* Goal of the exercise
Write out the material again from its first line, stopping after the line that contains "205 195 L 205", with every "mask" replaced by "outline" and nothing else altered. Leave the pictures out.

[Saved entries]
════════════════════

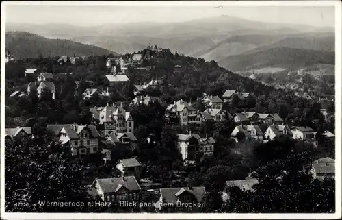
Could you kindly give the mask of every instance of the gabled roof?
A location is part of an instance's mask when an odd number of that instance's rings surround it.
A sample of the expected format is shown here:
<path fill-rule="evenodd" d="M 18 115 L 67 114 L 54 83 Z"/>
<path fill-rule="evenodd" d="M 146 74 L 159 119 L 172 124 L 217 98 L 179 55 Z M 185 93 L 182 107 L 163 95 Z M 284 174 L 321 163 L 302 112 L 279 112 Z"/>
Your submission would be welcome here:
<path fill-rule="evenodd" d="M 132 60 L 134 61 L 139 61 L 142 60 L 142 55 L 140 53 L 135 53 L 132 56 Z"/>
<path fill-rule="evenodd" d="M 321 134 L 323 136 L 326 136 L 326 138 L 334 138 L 335 135 L 332 134 L 332 132 L 329 131 L 325 131 Z"/>
<path fill-rule="evenodd" d="M 142 165 L 135 158 L 119 160 L 116 164 L 119 162 L 122 163 L 124 167 L 140 167 Z"/>
<path fill-rule="evenodd" d="M 205 195 L 205 188 L 203 186 L 180 187 L 180 188 L 162 188 L 160 189 L 161 196 L 165 199 L 166 203 L 176 204 L 178 201 L 177 197 L 182 193 L 187 192 L 194 196 L 197 202 L 201 202 Z"/>
<path fill-rule="evenodd" d="M 291 128 L 291 130 L 293 130 L 293 129 L 297 129 L 300 131 L 301 131 L 302 132 L 315 132 L 315 130 L 313 129 L 312 129 L 311 127 L 298 127 L 298 126 L 294 126 L 294 127 L 292 127 Z"/>
<path fill-rule="evenodd" d="M 312 166 L 316 174 L 335 173 L 334 163 L 313 164 Z"/>
<path fill-rule="evenodd" d="M 223 102 L 223 101 L 220 99 L 220 97 L 218 96 L 212 96 L 212 95 L 207 95 L 206 97 L 205 97 L 202 101 L 203 101 L 204 99 L 208 99 L 212 103 L 221 103 L 221 102 Z"/>
<path fill-rule="evenodd" d="M 96 179 L 95 181 L 97 181 L 101 188 L 105 193 L 115 193 L 119 185 L 122 186 L 120 188 L 124 187 L 129 191 L 140 191 L 142 189 L 134 176 Z"/>
<path fill-rule="evenodd" d="M 207 110 L 200 112 L 200 114 L 205 120 L 213 120 L 213 117 Z"/>
<path fill-rule="evenodd" d="M 222 97 L 230 97 L 231 96 L 232 96 L 233 94 L 235 93 L 236 92 L 236 90 L 229 90 L 229 89 L 227 89 L 224 93 L 223 94 Z"/>
<path fill-rule="evenodd" d="M 326 164 L 326 163 L 334 163 L 335 162 L 335 160 L 334 159 L 332 159 L 329 157 L 326 157 L 326 158 L 319 158 L 318 160 L 316 160 L 315 161 L 313 161 L 312 162 L 312 164 Z"/>
<path fill-rule="evenodd" d="M 272 118 L 273 118 L 273 121 L 282 121 L 284 120 L 282 120 L 282 118 L 280 118 L 280 117 L 279 116 L 279 114 L 278 114 L 277 113 L 272 113 L 272 114 L 269 114 Z"/>
<path fill-rule="evenodd" d="M 76 125 L 77 127 L 76 131 L 73 129 L 73 125 Z M 79 133 L 83 129 L 87 129 L 93 138 L 97 138 L 100 136 L 100 134 L 98 134 L 96 127 L 94 125 L 78 125 L 73 124 L 50 125 L 47 125 L 47 128 L 53 132 L 56 136 L 60 134 L 60 132 L 64 128 L 66 134 L 69 136 L 70 139 L 79 139 Z"/>
<path fill-rule="evenodd" d="M 96 92 L 98 92 L 97 88 L 87 88 L 82 95 L 88 95 L 88 93 L 89 93 L 89 95 L 92 96 Z"/>
<path fill-rule="evenodd" d="M 259 181 L 257 179 L 246 179 L 246 180 L 231 180 L 226 181 L 225 188 L 228 187 L 237 186 L 239 187 L 241 191 L 254 191 L 252 188 L 253 186 L 258 184 Z"/>
<path fill-rule="evenodd" d="M 141 104 L 141 103 L 144 103 L 147 106 L 150 103 L 150 101 L 155 102 L 156 101 L 161 102 L 160 99 L 158 97 L 150 97 L 150 96 L 144 96 L 144 97 L 138 96 L 134 98 L 134 99 L 133 99 L 132 101 L 131 101 L 129 106 Z"/>
<path fill-rule="evenodd" d="M 5 135 L 8 135 L 11 138 L 15 137 L 21 131 L 24 131 L 27 134 L 32 134 L 31 127 L 17 127 L 15 128 L 5 128 Z"/>
<path fill-rule="evenodd" d="M 196 111 L 196 109 L 192 106 L 189 105 L 183 100 L 179 100 L 176 102 L 176 104 L 171 104 L 166 108 L 167 110 L 170 110 L 172 108 L 174 108 L 175 110 L 177 112 L 181 112 L 184 108 L 187 108 L 189 111 Z"/>
<path fill-rule="evenodd" d="M 132 132 L 124 132 L 124 133 L 118 133 L 116 134 L 116 137 L 118 138 L 121 138 L 124 136 L 127 136 L 131 141 L 137 141 L 137 139 L 135 138 Z"/>
<path fill-rule="evenodd" d="M 26 74 L 34 74 L 38 70 L 37 68 L 27 68 L 25 71 L 25 73 Z"/>
<path fill-rule="evenodd" d="M 20 91 L 14 91 L 13 93 L 12 93 L 11 95 L 10 95 L 10 97 L 10 97 L 10 98 L 11 98 L 11 97 L 14 97 L 14 96 L 16 95 L 17 95 L 18 93 L 20 93 Z"/>
<path fill-rule="evenodd" d="M 128 82 L 129 79 L 126 75 L 118 74 L 118 75 L 106 75 L 107 79 L 110 82 Z"/>
<path fill-rule="evenodd" d="M 37 90 L 42 88 L 47 88 L 50 90 L 50 92 L 51 92 L 51 93 L 55 93 L 56 92 L 56 90 L 55 90 L 55 84 L 52 82 L 41 82 L 39 84 L 38 88 L 37 88 Z"/>
<path fill-rule="evenodd" d="M 45 79 L 53 79 L 53 75 L 52 73 L 40 73 L 40 75 L 45 77 Z"/>
<path fill-rule="evenodd" d="M 235 114 L 234 114 L 234 116 L 237 116 L 237 117 L 239 117 L 239 119 L 240 119 L 240 121 L 250 121 L 248 119 L 248 118 L 245 114 L 244 114 L 242 113 L 235 113 Z"/>

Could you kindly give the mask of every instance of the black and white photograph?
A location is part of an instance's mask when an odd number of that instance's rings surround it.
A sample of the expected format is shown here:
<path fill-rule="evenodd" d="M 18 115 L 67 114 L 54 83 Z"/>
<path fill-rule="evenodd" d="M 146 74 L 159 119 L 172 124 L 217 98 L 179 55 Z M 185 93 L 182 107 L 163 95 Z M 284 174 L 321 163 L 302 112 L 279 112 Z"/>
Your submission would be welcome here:
<path fill-rule="evenodd" d="M 341 218 L 341 8 L 3 2 L 1 219 Z"/>

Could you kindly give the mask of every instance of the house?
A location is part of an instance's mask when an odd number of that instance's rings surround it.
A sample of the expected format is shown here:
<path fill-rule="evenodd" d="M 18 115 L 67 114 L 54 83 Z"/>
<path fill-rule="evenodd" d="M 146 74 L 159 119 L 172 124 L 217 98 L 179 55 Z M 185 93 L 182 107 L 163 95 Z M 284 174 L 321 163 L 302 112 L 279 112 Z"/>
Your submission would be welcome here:
<path fill-rule="evenodd" d="M 114 145 L 120 143 L 126 145 L 132 149 L 135 149 L 137 147 L 137 139 L 132 132 L 111 132 L 107 134 L 105 137 L 107 138 L 107 143 Z"/>
<path fill-rule="evenodd" d="M 104 107 L 99 114 L 100 125 L 104 125 L 103 135 L 111 132 L 133 132 L 134 121 L 130 112 L 122 108 L 122 103 Z"/>
<path fill-rule="evenodd" d="M 61 65 L 66 63 L 67 61 L 68 61 L 67 56 L 62 56 L 57 60 L 57 62 Z"/>
<path fill-rule="evenodd" d="M 140 84 L 139 85 L 134 85 L 134 86 L 135 86 L 134 95 L 144 95 L 146 88 L 148 88 L 150 86 L 155 88 L 155 86 L 157 86 L 158 85 L 159 85 L 160 83 L 161 83 L 161 80 L 152 79 L 147 84 L 144 83 L 144 84 Z"/>
<path fill-rule="evenodd" d="M 25 76 L 29 77 L 31 75 L 36 75 L 39 73 L 39 70 L 38 68 L 27 68 L 25 71 Z"/>
<path fill-rule="evenodd" d="M 94 125 L 51 125 L 47 128 L 55 134 L 63 145 L 70 147 L 73 156 L 82 158 L 98 149 L 100 134 Z"/>
<path fill-rule="evenodd" d="M 189 123 L 200 123 L 200 115 L 197 110 L 182 99 L 169 105 L 165 111 L 165 117 L 168 123 L 179 123 L 187 125 Z"/>
<path fill-rule="evenodd" d="M 119 160 L 115 167 L 121 172 L 122 176 L 133 175 L 138 180 L 142 172 L 142 164 L 135 158 Z"/>
<path fill-rule="evenodd" d="M 129 82 L 129 79 L 124 74 L 106 75 L 106 77 L 109 83 Z"/>
<path fill-rule="evenodd" d="M 207 108 L 200 112 L 202 121 L 222 121 L 232 119 L 232 116 L 228 111 L 218 108 Z"/>
<path fill-rule="evenodd" d="M 245 139 L 263 140 L 263 134 L 260 127 L 256 125 L 236 126 L 231 133 L 231 138 L 237 140 L 237 134 L 242 132 L 244 134 Z"/>
<path fill-rule="evenodd" d="M 313 97 L 310 95 L 308 92 L 295 92 L 295 95 L 303 98 L 307 100 L 312 100 L 313 99 Z"/>
<path fill-rule="evenodd" d="M 40 73 L 37 77 L 37 81 L 50 81 L 53 79 L 53 75 L 52 73 Z"/>
<path fill-rule="evenodd" d="M 9 98 L 13 98 L 13 97 L 27 97 L 27 94 L 25 94 L 24 92 L 21 92 L 21 91 L 14 91 L 13 92 L 10 96 L 8 97 Z"/>
<path fill-rule="evenodd" d="M 31 127 L 16 127 L 15 128 L 5 129 L 5 139 L 12 140 L 15 137 L 18 138 L 31 138 L 32 137 L 32 131 Z"/>
<path fill-rule="evenodd" d="M 213 155 L 214 144 L 213 138 L 200 138 L 198 134 L 177 134 L 177 147 L 183 160 L 194 160 L 198 154 L 205 156 Z"/>
<path fill-rule="evenodd" d="M 315 137 L 316 137 L 317 132 L 315 132 Z M 321 134 L 323 137 L 323 144 L 324 146 L 334 146 L 335 144 L 335 135 L 329 131 L 325 131 Z"/>
<path fill-rule="evenodd" d="M 201 102 L 203 103 L 207 108 L 222 108 L 223 101 L 220 99 L 218 96 L 207 95 L 202 100 Z"/>
<path fill-rule="evenodd" d="M 229 189 L 231 187 L 237 187 L 243 191 L 250 191 L 252 192 L 254 192 L 255 190 L 253 188 L 253 186 L 258 183 L 258 180 L 255 178 L 246 178 L 246 180 L 226 181 L 223 190 L 222 200 L 224 201 L 226 201 L 229 199 Z"/>
<path fill-rule="evenodd" d="M 96 196 L 104 201 L 118 203 L 120 201 L 138 201 L 142 188 L 134 176 L 113 178 L 96 178 L 88 185 L 90 196 Z"/>
<path fill-rule="evenodd" d="M 49 90 L 51 93 L 52 98 L 55 99 L 56 90 L 55 84 L 52 82 L 41 81 L 39 83 L 38 82 L 31 82 L 27 86 L 27 94 L 36 91 L 38 97 L 40 97 L 43 89 Z"/>
<path fill-rule="evenodd" d="M 276 136 L 280 135 L 289 135 L 292 137 L 293 134 L 290 127 L 285 125 L 269 125 L 264 133 L 265 138 L 267 140 L 274 140 Z"/>
<path fill-rule="evenodd" d="M 14 58 L 12 56 L 10 51 L 6 49 L 6 53 L 5 54 L 5 63 L 8 63 L 10 61 L 14 60 Z"/>
<path fill-rule="evenodd" d="M 103 149 L 101 150 L 102 160 L 103 161 L 103 164 L 107 164 L 107 161 L 111 161 L 111 151 L 107 149 Z"/>
<path fill-rule="evenodd" d="M 145 105 L 148 106 L 150 103 L 155 103 L 159 102 L 161 103 L 161 100 L 160 100 L 158 97 L 150 97 L 150 96 L 138 96 L 134 98 L 134 99 L 131 101 L 129 106 L 140 106 Z"/>
<path fill-rule="evenodd" d="M 315 138 L 315 130 L 309 127 L 292 127 L 291 130 L 295 140 L 308 140 Z"/>
<path fill-rule="evenodd" d="M 195 204 L 196 206 L 194 207 L 205 206 L 202 203 L 206 193 L 205 188 L 203 186 L 161 188 L 159 191 L 159 200 L 155 204 L 155 207 L 158 210 L 161 210 L 163 207 L 169 210 L 174 209 L 181 207 L 182 204 L 186 206 L 185 207 L 192 207 L 185 204 L 191 204 L 192 206 Z"/>
<path fill-rule="evenodd" d="M 73 64 L 75 64 L 76 63 L 76 61 L 77 61 L 77 60 L 79 60 L 79 57 L 70 57 L 70 62 L 71 62 Z"/>
<path fill-rule="evenodd" d="M 334 164 L 335 160 L 332 159 L 329 157 L 326 157 L 326 158 L 319 158 L 319 159 L 313 161 L 313 162 L 311 162 L 311 164 L 326 164 L 326 163 Z"/>
<path fill-rule="evenodd" d="M 142 64 L 142 56 L 141 53 L 133 54 L 131 58 L 131 63 L 135 65 L 141 65 Z"/>
<path fill-rule="evenodd" d="M 100 95 L 100 92 L 97 88 L 87 88 L 82 95 L 83 97 L 83 99 L 88 99 L 92 97 L 95 94 Z"/>
<path fill-rule="evenodd" d="M 328 119 L 328 110 L 325 108 L 321 108 L 319 110 L 319 111 L 321 112 L 321 114 L 323 115 L 324 121 L 326 121 Z"/>
<path fill-rule="evenodd" d="M 324 178 L 334 178 L 335 163 L 312 164 L 311 171 L 314 178 L 321 181 Z"/>
<path fill-rule="evenodd" d="M 237 124 L 250 124 L 256 123 L 259 119 L 259 114 L 252 112 L 244 111 L 235 113 L 233 116 L 233 121 Z"/>
<path fill-rule="evenodd" d="M 232 100 L 234 96 L 236 96 L 241 101 L 246 101 L 250 97 L 250 93 L 241 93 L 236 90 L 227 89 L 222 95 L 224 102 L 228 102 Z"/>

════════════════════

* Task output
Could you kindly give the outline of every instance of the gabled roof?
A location is part of an instance's outline when an odd number of that instance's rings surround it.
A sample of the expected format is shown here:
<path fill-rule="evenodd" d="M 18 115 L 67 114 L 54 83 Z"/>
<path fill-rule="evenodd" d="M 146 74 L 159 119 L 172 124 L 217 98 L 179 55 Z M 185 93 L 182 107 L 163 95 Z M 284 174 L 321 163 L 302 112 L 279 112 Z"/>
Your submission would be welcome here:
<path fill-rule="evenodd" d="M 132 60 L 134 61 L 139 61 L 142 60 L 142 55 L 140 53 L 135 53 L 132 56 Z"/>
<path fill-rule="evenodd" d="M 321 134 L 323 136 L 326 136 L 326 138 L 334 138 L 335 135 L 332 134 L 332 132 L 329 131 L 325 131 Z"/>
<path fill-rule="evenodd" d="M 142 165 L 135 158 L 119 160 L 116 164 L 119 162 L 122 163 L 124 167 L 140 167 Z"/>
<path fill-rule="evenodd" d="M 205 195 L 205 188 L 203 186 L 180 187 L 180 188 L 162 188 L 160 189 L 161 196 L 165 199 L 166 203 L 176 204 L 178 201 L 177 197 L 182 193 L 187 192 L 194 196 L 197 202 L 201 202 Z"/>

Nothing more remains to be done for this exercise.